■ Brano riportato ■

# # # # # # #

Nessuna rottura tra i Paesi frugali, a discapito delle voci arrivate dopo l’ultima notte di trattative sul Recovery Fund al Consiglio europeo, anzi. Il gruppo da quattro è passato a cinque, con l’aggiunta della Finlandia a rinforzare il fronte del Nord accomunato da un’economia accorta, efficiente e strutturata. Caratteristiche queste che contrappongono Olanda, Austria, Danimarca, Svezia al fronte dei Paesi meridionali, Italia compresa. «Se crei un gruppo e combatti per gli interessi comuni puoi spingerti molto in là e sono molto felice che il gruppo dei frugali sia cresciuto perché non avremmo mai potuto raggiungere questo risultato da soli», ha dichiarato il cancelliere austriaco Sebastian Kurz.

# # # # # # #

■ Dati registrati ■
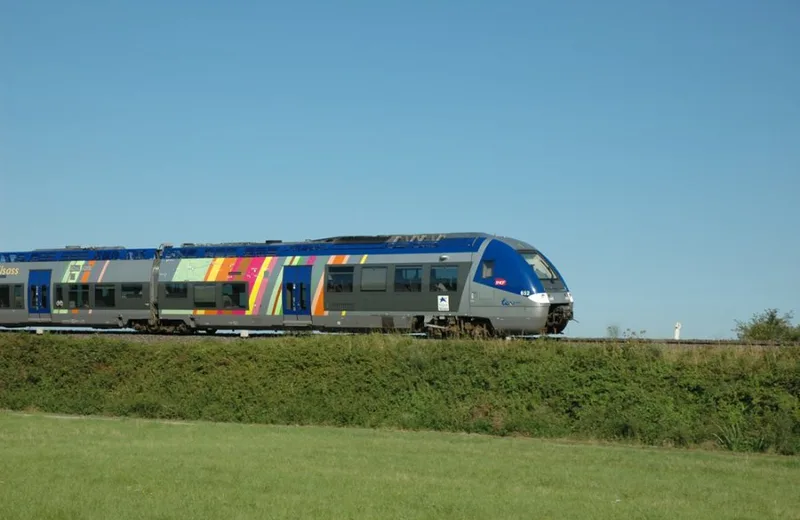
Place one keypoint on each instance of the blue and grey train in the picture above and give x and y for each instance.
(473, 284)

# # # # # # #

■ Esercizi da svolgere ■
1. Ricopia dal brano sui Paesi frugali il tratto che va da "Nessuna rottura tra" fino a "austriaco Sebastian Kurz.".
2. Continua il brano sui Paesi frugali partendo dopo l'ultima frase riportata.

■ Risultati dell'esercizio ■
1.
Nessuna rottura tra i Paesi frugali, a discapito delle voci arrivate dopo l’ultima notte di trattative sul Recovery Fund al Consiglio europeo, anzi. Il gruppo da quattro è passato a cinque, con l’aggiunta della Finlandia a rinforzare il fronte del Nord accomunato da un’economia accorta, efficiente e strutturata. Caratteristiche queste che contrappongono Olanda, Austria, Danimarca, Svezia al fronte dei Paesi meridionali, Italia compresa. «Se crei un gruppo e combatti per gli interessi comuni puoi spingerti molto in là e sono molto felice che il gruppo dei frugali sia cresciuto perché non avremmo mai potuto raggiungere questo risultato da soli», ha dichiarato il cancelliere austriaco Sebastian Kurz.

2.
Olanda, Austria, Danimarca, Svezia si sono messe di traverso sulle trattative sul Recovery Fund. I governi del Nord provano un malcelato risentimento verso la Francia, perché dal presidente Emmanuel Macron non si sono sentiti trattati con pari dignità. Ma soprattutto sono insofferenti verso la cancelliera tedesca Angela Merkel, dalla quale si sentono traditi: la cancelliera in primavera ha stretto un accordo con la Francia per sostenere Italia e Spagna con il Recovery Fund, mettendo da parte gli alleati tradizionali dei Paesi più piccoli. I fendenti di Rutte alle proposte di compromesso di questi giorno contro Italia e Spagna, i paesi europei più colpiti dalla pandemia di coronavirus, sono in realtà colpi assestati alla Merkel. Chiedono una riduzione dell’importo totale degli aiuti e dei trasferimenti a fondo perduto, un aumento degli sconti e la garanzia che investimenti e riforme siano controllati.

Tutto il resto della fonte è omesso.